Top of DATA RECORDS

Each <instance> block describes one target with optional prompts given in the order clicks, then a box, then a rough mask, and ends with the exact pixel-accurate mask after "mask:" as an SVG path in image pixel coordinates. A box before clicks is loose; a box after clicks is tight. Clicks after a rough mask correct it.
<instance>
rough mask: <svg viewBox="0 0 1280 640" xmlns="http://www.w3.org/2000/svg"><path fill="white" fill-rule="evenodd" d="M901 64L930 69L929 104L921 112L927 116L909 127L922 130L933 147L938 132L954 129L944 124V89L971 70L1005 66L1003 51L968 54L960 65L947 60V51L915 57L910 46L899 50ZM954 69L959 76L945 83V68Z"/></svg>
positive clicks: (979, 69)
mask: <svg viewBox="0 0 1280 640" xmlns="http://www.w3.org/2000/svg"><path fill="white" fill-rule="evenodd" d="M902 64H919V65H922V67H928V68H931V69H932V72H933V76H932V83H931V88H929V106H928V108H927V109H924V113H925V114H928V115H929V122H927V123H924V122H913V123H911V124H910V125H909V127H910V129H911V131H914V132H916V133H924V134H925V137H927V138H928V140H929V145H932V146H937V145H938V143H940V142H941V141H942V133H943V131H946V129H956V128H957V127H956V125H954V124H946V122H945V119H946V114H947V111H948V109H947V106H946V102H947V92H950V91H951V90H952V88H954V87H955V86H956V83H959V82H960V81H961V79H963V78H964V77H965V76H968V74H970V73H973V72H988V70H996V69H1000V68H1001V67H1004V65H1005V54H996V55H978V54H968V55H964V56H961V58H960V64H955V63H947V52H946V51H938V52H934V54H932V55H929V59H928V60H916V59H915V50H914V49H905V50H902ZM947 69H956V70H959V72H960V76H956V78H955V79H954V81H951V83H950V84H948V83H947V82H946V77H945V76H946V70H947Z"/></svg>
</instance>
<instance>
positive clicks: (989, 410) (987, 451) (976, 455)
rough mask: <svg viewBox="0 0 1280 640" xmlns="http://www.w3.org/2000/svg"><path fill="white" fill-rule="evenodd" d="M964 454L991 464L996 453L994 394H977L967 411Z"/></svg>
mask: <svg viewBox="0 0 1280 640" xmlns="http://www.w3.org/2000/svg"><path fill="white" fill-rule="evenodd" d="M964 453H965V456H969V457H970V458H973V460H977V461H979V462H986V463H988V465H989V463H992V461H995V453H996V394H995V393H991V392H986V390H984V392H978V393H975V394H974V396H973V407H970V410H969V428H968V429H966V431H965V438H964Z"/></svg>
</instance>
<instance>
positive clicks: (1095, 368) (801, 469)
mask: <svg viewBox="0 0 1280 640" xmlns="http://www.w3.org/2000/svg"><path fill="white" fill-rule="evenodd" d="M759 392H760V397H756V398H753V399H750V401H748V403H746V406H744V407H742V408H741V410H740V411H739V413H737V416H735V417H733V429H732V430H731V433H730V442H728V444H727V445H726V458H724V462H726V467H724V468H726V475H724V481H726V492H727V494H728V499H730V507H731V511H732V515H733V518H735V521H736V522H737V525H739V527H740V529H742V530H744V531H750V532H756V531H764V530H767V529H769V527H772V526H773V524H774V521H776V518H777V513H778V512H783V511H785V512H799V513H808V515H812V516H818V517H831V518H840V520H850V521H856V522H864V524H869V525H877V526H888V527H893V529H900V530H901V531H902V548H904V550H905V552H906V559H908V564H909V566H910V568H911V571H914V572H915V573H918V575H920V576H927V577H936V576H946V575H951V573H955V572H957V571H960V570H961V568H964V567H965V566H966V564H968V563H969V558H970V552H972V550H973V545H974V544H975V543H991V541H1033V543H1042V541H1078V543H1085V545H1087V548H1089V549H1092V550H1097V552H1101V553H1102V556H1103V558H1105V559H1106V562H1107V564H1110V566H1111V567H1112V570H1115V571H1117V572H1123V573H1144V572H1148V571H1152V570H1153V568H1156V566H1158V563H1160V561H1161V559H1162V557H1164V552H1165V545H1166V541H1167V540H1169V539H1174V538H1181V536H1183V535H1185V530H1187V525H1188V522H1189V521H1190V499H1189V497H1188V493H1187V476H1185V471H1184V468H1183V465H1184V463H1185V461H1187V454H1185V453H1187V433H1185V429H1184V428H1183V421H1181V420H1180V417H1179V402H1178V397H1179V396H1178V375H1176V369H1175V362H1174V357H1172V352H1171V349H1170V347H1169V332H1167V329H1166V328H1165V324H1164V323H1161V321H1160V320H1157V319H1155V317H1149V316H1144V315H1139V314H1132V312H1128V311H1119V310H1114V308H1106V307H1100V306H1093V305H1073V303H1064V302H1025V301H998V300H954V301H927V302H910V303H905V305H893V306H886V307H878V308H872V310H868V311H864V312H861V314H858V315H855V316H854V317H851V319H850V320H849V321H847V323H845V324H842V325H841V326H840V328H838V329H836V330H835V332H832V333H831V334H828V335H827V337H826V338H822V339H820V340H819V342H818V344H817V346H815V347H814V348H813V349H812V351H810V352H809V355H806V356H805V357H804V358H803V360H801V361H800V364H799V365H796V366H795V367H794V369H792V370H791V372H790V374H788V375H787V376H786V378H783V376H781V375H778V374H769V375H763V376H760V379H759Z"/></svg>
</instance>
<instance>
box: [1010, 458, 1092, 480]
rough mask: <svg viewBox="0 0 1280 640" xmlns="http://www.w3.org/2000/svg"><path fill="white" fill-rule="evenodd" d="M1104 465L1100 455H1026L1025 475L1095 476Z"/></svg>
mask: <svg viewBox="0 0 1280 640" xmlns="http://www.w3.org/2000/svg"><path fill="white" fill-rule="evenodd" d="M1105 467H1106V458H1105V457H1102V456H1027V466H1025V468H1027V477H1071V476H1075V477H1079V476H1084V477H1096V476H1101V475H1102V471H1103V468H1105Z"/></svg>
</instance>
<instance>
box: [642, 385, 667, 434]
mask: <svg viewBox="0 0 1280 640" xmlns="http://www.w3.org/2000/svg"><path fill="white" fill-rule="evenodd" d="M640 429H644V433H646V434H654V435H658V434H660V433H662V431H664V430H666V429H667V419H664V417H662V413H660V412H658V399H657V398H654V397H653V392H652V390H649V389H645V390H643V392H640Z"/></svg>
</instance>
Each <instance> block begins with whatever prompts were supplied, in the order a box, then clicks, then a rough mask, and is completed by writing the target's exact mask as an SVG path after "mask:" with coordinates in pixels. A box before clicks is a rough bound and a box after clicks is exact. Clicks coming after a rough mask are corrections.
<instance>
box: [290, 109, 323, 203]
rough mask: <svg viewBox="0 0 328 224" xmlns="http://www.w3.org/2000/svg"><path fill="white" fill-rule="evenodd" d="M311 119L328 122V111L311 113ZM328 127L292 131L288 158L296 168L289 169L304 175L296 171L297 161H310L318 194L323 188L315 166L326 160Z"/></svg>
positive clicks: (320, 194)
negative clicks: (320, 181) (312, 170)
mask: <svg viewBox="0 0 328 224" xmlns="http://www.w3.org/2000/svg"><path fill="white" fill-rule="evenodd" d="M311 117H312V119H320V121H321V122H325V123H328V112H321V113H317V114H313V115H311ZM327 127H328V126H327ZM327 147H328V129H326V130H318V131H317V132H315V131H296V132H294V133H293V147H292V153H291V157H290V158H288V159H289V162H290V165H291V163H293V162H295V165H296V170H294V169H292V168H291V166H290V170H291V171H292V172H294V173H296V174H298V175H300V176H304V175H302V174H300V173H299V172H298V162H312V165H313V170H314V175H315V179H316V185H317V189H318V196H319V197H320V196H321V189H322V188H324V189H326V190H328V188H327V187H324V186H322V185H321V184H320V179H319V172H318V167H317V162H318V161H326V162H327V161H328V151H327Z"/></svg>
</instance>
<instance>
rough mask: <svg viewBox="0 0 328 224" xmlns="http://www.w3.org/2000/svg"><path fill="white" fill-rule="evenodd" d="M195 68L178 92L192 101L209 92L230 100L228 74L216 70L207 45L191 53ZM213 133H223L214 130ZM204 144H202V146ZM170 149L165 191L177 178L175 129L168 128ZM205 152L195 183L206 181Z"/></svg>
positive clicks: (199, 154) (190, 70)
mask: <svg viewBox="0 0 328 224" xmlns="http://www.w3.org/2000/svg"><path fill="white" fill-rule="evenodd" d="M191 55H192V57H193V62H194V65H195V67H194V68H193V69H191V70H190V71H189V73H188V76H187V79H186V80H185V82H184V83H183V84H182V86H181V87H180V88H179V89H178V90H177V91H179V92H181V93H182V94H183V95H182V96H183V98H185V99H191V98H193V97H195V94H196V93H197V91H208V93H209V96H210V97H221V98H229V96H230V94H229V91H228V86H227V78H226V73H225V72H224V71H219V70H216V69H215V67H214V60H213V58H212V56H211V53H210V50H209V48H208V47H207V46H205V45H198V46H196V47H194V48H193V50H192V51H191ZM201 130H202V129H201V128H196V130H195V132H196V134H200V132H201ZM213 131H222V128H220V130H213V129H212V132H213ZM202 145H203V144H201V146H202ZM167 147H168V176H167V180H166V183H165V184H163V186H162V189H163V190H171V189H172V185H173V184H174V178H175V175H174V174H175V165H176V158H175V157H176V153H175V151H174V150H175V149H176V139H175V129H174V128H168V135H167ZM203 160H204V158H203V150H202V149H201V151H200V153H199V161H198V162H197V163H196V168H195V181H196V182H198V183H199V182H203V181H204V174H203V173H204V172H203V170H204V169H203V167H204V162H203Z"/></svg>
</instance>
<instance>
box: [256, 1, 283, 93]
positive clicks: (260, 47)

Bottom of DATA RECORDS

■ **EXERCISE DESCRIPTION**
Where the string "Each" occurs in the data, return the whole line.

■ **ANSWER TO THIS PROBLEM**
Each <instance> block describes one target with optional prompts given in the order clicks, then a box, then a rough mask, and ends with the exact pixel-accurate mask after "mask:" as an SVG path in image pixel coordinates. A box before clicks is loose; a box after clicks is tight. Clicks after a rough mask correct it.
Each <instance> block begins with whatever prompts were supplied, in the order a box, then clicks, then a rough mask, and is completed by writing the target's exact mask as an SVG path after "mask:" with coordinates in pixels. A box before clicks is a rough bound and a box after clicks is exact. Clicks coming after a rough mask are corrections.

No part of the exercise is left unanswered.